Goal of the exercise: The required output is the line containing "of the yellow" through the final line of the material below, printed exactly, with no other lines.

Records provided:
:::

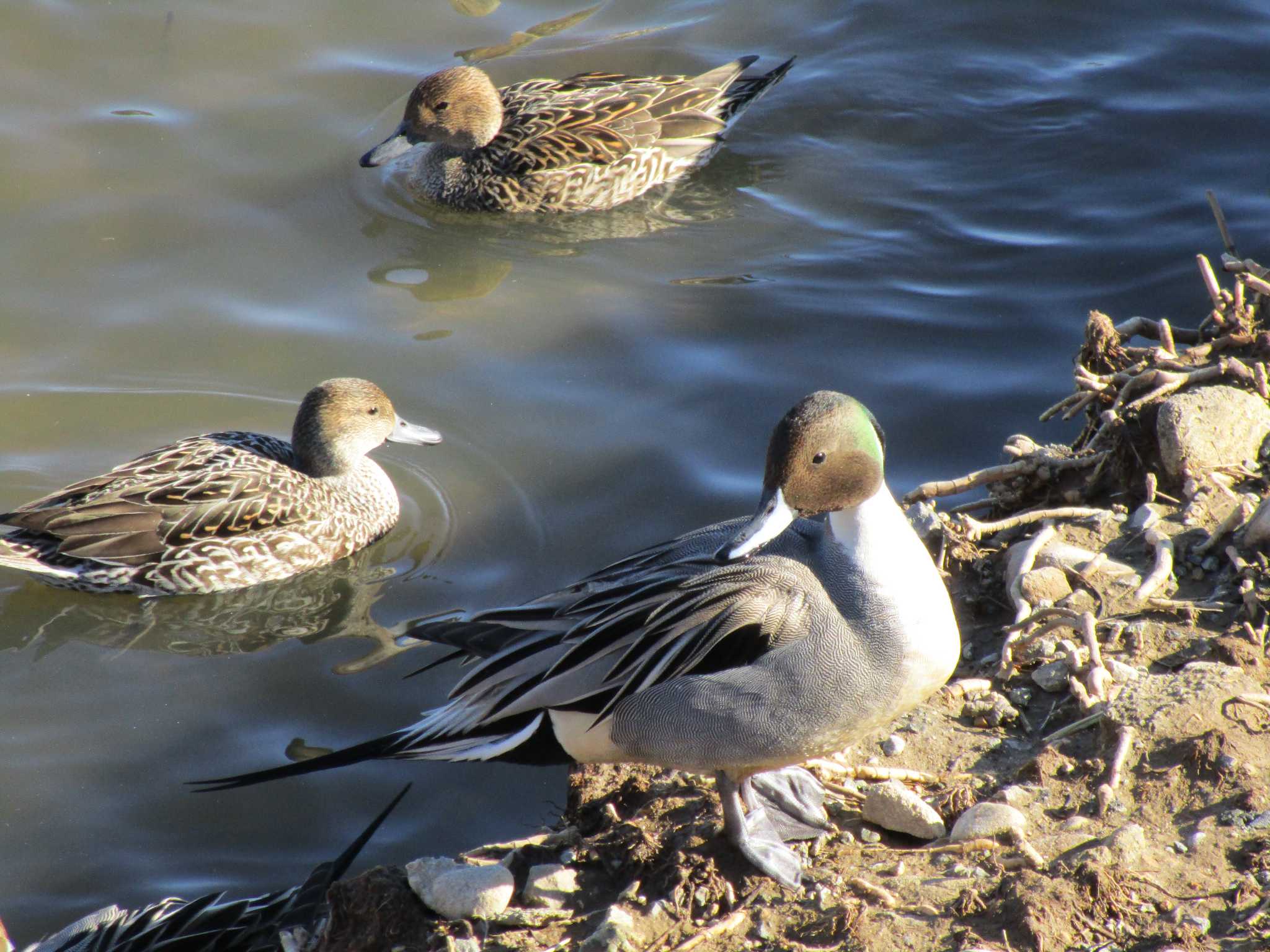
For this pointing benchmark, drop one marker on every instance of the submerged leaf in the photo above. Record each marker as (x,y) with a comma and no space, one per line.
(521,38)
(475,8)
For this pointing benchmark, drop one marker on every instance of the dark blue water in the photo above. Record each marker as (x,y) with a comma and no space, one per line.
(921,214)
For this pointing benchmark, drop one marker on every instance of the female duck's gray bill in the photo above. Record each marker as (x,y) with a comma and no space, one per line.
(413,433)
(773,518)
(398,144)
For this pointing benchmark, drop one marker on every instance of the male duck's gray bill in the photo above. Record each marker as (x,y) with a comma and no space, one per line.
(413,433)
(773,518)
(398,144)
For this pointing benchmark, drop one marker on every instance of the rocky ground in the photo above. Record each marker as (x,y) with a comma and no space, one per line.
(1098,775)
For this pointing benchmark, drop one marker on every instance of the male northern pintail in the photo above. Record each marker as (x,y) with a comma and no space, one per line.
(225,509)
(739,649)
(211,923)
(585,143)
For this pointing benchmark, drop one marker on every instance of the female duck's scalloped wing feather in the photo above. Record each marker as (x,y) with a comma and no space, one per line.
(196,516)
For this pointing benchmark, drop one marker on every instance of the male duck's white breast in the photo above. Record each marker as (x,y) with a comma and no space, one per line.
(902,575)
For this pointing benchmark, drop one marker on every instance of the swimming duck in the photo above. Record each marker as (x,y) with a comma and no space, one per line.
(585,143)
(739,649)
(211,923)
(223,511)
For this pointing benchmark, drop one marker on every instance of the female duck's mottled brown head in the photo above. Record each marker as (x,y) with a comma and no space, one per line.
(458,107)
(826,455)
(343,419)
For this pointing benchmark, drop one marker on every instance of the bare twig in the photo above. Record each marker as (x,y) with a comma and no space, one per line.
(1227,242)
(1106,791)
(727,924)
(1147,328)
(1233,519)
(995,474)
(1163,565)
(977,530)
(1075,726)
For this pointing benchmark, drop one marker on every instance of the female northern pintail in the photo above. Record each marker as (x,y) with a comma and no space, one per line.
(739,649)
(586,143)
(225,509)
(211,923)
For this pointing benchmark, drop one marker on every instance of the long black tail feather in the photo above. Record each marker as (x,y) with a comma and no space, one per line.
(378,749)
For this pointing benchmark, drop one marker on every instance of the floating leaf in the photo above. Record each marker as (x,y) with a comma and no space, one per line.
(522,38)
(475,8)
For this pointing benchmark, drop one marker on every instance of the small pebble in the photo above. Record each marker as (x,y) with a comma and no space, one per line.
(1122,672)
(459,891)
(1052,677)
(550,885)
(894,806)
(988,819)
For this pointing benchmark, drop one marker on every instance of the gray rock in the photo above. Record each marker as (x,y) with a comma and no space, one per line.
(531,918)
(1210,427)
(987,821)
(1014,795)
(550,885)
(1143,517)
(1256,534)
(1047,584)
(1127,845)
(925,519)
(614,933)
(894,806)
(458,891)
(1052,677)
(1121,672)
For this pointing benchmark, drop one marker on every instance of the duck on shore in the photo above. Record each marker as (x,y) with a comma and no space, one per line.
(223,511)
(210,923)
(741,649)
(586,143)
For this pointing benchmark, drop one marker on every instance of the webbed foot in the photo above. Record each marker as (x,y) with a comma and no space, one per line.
(757,837)
(794,800)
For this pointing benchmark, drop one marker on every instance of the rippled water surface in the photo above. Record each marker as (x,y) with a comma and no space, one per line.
(921,214)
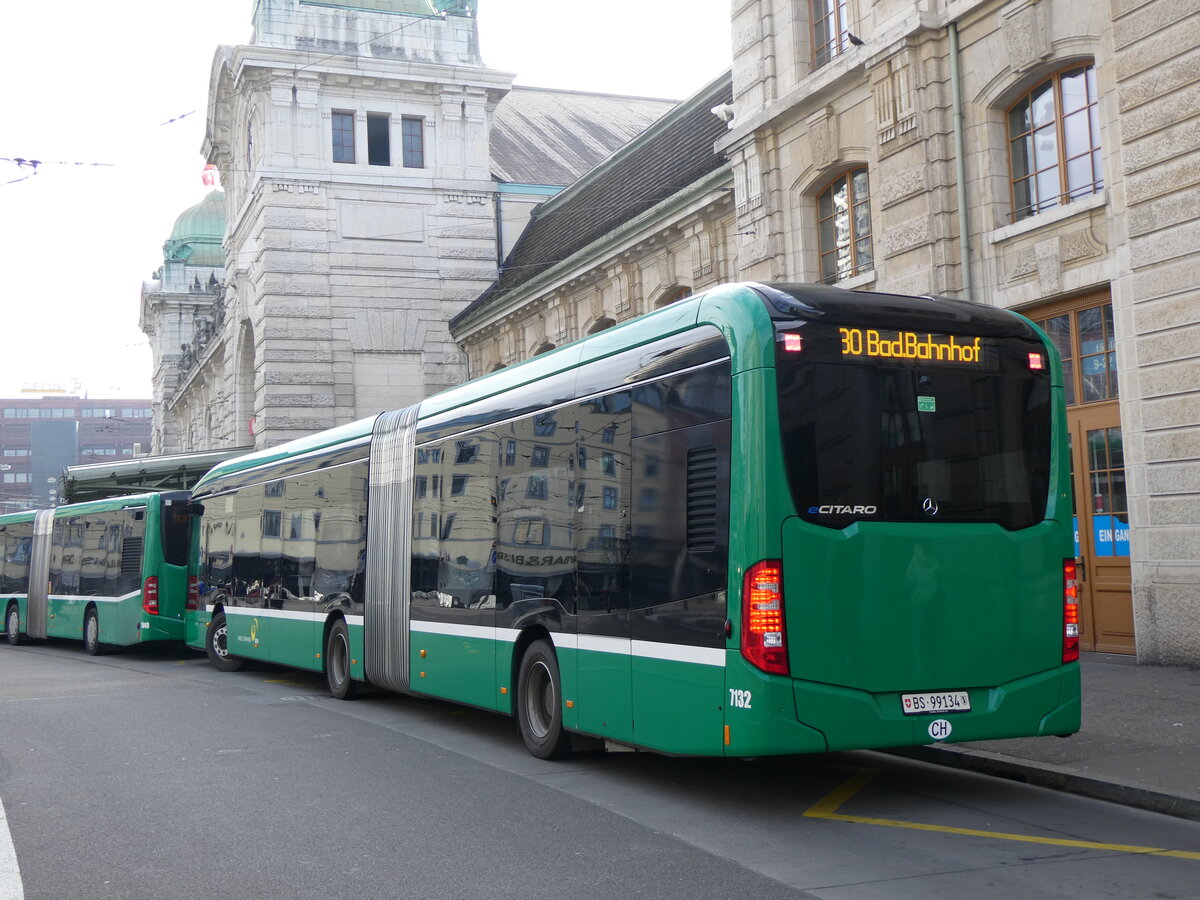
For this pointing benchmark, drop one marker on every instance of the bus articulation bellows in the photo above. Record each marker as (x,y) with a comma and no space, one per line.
(107,571)
(763,520)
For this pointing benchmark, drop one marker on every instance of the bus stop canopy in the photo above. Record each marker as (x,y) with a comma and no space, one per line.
(178,472)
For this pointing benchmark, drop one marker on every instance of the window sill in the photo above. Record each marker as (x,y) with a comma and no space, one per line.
(856,281)
(1044,220)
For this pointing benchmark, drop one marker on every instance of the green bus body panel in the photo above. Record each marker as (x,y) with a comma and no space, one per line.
(604,693)
(123,621)
(455,667)
(678,707)
(922,607)
(871,611)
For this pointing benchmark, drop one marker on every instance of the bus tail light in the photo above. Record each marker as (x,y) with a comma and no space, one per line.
(150,595)
(1069,611)
(763,635)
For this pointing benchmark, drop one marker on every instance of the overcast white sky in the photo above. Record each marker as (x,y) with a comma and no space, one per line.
(85,82)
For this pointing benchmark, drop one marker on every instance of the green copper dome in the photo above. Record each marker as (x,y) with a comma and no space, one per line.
(198,233)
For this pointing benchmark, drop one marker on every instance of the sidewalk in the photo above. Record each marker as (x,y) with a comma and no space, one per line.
(1139,743)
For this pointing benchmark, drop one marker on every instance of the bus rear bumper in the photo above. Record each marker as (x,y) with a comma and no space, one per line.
(1043,703)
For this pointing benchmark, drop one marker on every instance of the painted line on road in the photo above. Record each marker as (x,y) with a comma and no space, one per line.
(827,808)
(11,887)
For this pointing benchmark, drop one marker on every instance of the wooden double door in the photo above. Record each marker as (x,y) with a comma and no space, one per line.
(1083,331)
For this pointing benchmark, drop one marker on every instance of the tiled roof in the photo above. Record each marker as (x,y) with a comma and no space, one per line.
(552,137)
(676,151)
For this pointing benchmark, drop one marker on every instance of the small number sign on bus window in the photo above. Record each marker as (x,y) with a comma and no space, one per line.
(739,700)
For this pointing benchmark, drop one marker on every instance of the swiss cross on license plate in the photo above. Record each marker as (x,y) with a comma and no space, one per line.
(935,702)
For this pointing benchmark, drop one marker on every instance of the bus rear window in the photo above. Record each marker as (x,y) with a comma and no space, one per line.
(177,529)
(928,429)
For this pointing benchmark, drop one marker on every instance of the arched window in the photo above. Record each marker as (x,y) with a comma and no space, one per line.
(672,295)
(1054,143)
(601,324)
(844,227)
(831,30)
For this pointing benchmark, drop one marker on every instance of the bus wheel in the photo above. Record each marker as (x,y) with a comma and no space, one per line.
(91,631)
(12,624)
(216,646)
(337,663)
(540,703)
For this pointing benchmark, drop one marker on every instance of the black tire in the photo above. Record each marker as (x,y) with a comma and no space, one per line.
(337,663)
(91,631)
(216,646)
(12,624)
(540,703)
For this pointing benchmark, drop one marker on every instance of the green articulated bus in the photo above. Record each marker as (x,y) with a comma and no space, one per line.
(107,573)
(763,520)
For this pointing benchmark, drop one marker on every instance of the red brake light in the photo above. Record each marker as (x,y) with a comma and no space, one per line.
(1069,611)
(763,635)
(150,595)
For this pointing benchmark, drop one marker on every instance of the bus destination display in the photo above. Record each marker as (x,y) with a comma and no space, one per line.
(871,343)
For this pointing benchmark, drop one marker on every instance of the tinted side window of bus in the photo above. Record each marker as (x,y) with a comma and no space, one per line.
(99,553)
(16,546)
(681,498)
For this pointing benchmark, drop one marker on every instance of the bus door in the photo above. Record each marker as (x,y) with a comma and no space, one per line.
(175,532)
(1102,531)
(601,544)
(36,610)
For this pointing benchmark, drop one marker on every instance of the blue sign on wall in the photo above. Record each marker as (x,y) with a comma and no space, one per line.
(1110,535)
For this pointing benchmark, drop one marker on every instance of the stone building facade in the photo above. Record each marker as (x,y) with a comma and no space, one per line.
(1036,155)
(375,169)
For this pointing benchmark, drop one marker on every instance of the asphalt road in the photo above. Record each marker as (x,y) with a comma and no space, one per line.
(149,774)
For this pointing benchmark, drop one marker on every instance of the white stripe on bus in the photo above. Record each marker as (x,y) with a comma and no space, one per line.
(593,643)
(293,615)
(83,598)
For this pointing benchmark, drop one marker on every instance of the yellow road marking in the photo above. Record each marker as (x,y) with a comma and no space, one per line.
(827,807)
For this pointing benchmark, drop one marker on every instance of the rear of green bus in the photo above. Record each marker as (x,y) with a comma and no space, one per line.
(905,544)
(167,588)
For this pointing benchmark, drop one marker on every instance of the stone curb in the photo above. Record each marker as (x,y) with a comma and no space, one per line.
(1055,778)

:::

Final result:
For this pointing benchmark, drop one marker on every instance of the yellow road marking in the photo above. Record each marker as (x,y) with a comma and no space, one per line.
(827,807)
For this pointing benchmark, drop one marker on every instance of the rear of green bus in the photo above. Record each marker as (x,y) with a comma and no space, one per line.
(905,544)
(167,588)
For this pointing benchmark, drop one marker on every instance of the stone curb in the photo above. Record each marker as (x,y) with a comma and no space, one per line.
(1055,778)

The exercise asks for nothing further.